[Image region labeling entries]
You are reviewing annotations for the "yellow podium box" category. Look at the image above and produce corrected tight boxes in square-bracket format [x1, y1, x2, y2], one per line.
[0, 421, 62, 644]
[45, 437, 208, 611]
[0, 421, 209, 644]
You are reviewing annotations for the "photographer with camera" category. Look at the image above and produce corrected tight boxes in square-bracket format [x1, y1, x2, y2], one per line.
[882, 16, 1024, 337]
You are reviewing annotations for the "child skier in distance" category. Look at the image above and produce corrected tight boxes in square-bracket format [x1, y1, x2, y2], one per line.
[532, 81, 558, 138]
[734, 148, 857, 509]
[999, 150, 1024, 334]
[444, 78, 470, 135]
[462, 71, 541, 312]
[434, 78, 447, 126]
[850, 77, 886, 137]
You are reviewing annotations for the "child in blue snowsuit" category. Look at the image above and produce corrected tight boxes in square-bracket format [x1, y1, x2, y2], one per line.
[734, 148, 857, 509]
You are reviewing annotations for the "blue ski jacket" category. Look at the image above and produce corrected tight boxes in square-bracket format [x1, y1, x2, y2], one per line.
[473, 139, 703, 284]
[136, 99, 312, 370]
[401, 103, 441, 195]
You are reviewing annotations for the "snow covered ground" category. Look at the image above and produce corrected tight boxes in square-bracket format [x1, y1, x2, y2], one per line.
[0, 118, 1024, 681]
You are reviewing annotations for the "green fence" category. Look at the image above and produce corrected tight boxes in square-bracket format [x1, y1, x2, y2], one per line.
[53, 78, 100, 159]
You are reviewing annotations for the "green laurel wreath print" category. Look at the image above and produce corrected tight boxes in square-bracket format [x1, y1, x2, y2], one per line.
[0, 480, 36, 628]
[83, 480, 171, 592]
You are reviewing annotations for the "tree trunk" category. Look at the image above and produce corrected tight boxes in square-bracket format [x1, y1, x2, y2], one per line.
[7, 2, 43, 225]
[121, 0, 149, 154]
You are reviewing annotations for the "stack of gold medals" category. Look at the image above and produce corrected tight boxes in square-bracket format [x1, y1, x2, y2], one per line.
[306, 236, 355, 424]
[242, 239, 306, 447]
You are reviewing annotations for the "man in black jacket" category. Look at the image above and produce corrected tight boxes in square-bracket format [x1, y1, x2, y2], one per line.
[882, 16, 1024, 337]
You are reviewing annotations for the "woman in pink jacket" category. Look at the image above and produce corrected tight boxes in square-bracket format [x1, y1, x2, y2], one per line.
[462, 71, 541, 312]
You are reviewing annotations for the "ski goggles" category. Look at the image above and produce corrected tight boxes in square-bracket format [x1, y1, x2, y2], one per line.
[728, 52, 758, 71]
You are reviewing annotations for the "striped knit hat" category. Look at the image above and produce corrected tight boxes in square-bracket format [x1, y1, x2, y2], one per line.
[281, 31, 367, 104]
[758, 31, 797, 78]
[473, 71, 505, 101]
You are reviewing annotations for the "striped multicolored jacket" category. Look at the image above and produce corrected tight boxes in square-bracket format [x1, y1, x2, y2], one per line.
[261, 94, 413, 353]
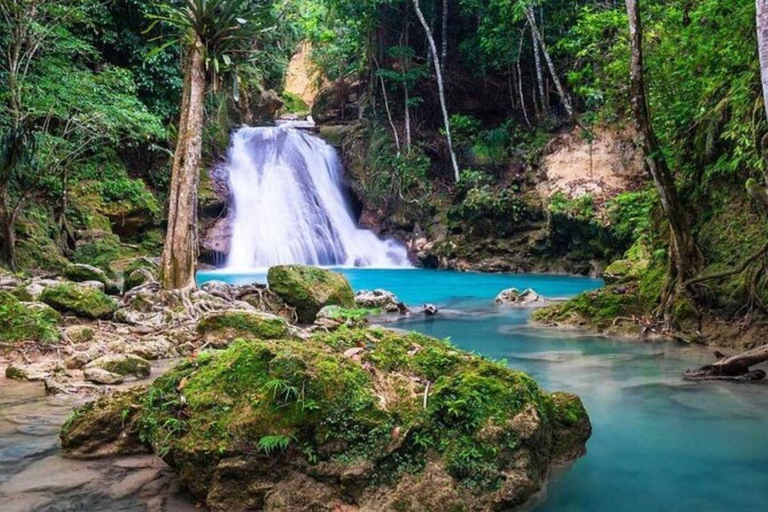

Requirements:
List every line in the items above that contains the string "print", treating uppercase and lowercase as different.

Final result:
You are reviewing annotations for the "green laurel wreath print" category. Look at the image above and produce corrected tight boxes in square-bracket format [x1, y1, x2, y2], one per line.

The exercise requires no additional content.